Gather every line in the records below that contains the string “curved”, and copy each one in full. Case counts, so a line matches only if the letters agree in capitalization.

::::

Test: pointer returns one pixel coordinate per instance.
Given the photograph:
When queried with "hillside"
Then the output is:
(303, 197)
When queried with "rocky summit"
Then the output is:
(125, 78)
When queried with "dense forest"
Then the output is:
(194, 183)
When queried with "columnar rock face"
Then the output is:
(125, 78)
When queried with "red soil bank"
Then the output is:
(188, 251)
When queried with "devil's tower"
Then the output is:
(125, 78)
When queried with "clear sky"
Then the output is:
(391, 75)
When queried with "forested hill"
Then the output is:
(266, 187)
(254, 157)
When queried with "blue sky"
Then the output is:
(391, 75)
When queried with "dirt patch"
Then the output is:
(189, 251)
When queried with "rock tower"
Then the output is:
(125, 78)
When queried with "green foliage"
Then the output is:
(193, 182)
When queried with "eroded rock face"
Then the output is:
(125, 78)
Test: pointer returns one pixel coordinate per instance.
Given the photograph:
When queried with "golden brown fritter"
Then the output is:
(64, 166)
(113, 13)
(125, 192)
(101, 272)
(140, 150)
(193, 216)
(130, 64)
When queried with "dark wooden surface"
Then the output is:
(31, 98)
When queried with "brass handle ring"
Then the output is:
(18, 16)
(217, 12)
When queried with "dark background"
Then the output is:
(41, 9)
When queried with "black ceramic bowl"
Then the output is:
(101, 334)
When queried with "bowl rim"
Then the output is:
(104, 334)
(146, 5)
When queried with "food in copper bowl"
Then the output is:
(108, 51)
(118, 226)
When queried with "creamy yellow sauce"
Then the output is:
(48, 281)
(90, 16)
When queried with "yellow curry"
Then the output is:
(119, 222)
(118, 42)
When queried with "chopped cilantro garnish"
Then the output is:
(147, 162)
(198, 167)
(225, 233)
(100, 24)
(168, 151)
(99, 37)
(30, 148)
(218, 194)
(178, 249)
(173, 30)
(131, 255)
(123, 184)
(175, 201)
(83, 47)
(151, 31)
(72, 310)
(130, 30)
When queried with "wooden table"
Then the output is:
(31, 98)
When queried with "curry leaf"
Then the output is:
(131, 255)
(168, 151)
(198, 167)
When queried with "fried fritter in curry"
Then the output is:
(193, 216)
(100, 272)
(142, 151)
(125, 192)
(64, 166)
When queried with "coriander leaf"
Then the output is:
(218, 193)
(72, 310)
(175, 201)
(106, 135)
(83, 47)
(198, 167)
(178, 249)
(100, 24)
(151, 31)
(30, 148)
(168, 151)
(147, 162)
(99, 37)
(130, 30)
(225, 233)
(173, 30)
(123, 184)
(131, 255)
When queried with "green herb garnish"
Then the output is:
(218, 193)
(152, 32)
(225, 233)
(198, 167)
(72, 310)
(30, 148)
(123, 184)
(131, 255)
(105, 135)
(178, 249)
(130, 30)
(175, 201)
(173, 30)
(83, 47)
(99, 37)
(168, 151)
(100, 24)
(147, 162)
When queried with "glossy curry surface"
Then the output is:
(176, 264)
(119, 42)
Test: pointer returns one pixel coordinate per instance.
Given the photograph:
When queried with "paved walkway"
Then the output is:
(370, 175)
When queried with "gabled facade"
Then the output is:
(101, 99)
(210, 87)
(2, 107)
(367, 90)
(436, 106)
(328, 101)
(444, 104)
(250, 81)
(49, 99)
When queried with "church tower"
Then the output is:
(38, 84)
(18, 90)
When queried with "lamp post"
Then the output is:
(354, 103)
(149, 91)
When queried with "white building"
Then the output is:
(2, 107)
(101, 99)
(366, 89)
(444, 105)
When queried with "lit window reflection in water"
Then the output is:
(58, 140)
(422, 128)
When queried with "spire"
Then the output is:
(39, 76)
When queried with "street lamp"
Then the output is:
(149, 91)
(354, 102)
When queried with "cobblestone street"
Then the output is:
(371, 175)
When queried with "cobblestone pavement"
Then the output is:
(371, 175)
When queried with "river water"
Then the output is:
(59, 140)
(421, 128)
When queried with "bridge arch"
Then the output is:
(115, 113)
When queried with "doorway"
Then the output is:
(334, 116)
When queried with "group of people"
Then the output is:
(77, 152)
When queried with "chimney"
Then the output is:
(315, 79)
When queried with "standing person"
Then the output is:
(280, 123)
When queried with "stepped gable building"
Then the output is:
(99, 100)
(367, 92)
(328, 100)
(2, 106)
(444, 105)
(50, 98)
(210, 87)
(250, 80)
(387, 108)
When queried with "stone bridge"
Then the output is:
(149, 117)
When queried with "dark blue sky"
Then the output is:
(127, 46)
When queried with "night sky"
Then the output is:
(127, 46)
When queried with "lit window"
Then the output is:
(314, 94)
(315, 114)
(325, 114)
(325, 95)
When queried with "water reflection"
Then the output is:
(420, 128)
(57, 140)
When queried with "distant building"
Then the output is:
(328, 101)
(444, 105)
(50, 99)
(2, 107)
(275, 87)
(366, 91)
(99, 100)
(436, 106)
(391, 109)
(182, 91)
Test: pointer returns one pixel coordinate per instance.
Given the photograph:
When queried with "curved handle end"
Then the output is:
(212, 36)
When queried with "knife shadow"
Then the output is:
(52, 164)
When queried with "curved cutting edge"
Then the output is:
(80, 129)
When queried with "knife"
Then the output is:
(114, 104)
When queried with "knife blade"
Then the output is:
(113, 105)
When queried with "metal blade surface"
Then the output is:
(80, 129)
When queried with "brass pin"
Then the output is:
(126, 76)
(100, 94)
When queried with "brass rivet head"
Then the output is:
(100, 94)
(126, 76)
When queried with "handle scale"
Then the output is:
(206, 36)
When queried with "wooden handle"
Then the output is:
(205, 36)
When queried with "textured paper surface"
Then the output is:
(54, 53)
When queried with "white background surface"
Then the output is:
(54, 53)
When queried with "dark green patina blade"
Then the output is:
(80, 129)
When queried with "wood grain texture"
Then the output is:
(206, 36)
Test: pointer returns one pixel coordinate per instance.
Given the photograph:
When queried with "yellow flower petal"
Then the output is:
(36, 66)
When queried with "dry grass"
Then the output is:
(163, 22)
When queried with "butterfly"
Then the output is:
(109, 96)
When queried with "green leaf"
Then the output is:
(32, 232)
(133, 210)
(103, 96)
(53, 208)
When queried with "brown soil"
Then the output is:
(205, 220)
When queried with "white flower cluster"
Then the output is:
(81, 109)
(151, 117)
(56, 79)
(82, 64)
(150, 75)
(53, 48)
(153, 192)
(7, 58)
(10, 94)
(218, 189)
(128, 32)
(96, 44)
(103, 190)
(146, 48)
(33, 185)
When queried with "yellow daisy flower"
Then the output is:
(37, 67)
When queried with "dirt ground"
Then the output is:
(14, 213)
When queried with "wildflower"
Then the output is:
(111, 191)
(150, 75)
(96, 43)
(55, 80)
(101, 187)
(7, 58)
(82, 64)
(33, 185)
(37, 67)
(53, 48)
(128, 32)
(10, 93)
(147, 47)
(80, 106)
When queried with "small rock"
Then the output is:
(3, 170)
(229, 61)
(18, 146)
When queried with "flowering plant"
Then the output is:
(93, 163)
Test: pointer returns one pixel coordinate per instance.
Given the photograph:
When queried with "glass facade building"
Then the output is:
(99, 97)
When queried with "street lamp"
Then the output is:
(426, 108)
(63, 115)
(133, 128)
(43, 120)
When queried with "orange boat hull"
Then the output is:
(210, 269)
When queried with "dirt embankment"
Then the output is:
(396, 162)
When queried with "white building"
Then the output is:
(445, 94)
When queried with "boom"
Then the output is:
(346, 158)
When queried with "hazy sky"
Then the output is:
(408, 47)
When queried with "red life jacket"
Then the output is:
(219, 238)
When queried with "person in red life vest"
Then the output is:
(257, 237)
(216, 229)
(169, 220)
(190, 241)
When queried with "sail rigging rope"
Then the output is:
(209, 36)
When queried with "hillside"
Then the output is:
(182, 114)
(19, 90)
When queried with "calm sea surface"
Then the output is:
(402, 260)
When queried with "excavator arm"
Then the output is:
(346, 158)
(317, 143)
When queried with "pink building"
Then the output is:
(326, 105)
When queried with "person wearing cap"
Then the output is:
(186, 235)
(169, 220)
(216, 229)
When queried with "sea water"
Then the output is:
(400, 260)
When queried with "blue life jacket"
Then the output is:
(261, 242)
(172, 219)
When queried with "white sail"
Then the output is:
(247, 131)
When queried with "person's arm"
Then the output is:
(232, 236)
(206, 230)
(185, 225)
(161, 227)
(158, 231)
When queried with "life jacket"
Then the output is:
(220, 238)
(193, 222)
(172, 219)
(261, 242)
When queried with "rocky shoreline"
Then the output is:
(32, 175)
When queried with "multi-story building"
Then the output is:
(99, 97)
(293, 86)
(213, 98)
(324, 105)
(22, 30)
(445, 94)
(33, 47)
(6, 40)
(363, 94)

::::

▸ The solution
When queried with "curved handle end"
When queried with "curved cutting edge"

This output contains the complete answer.